GIVEN PROBLEM. Please print the records below line for line without any change, omitting the pictures.

Stored entries

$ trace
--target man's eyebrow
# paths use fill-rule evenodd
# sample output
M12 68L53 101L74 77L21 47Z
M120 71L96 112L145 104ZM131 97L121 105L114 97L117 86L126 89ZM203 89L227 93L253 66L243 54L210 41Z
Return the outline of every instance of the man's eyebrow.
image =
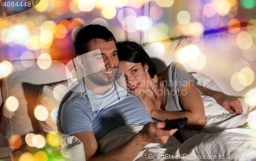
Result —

SOLUTION FOR THIS TASK.
$ trace
--target man's eyebrow
# paths use fill-rule evenodd
# sample output
M12 68L53 101L74 77L21 47Z
M120 71L96 112L145 104ZM131 97L121 105L114 97L117 86L126 89ZM203 89L227 93L253 66L243 54L210 41Z
Return the outline of every instance of the man's eyebrow.
image =
Result —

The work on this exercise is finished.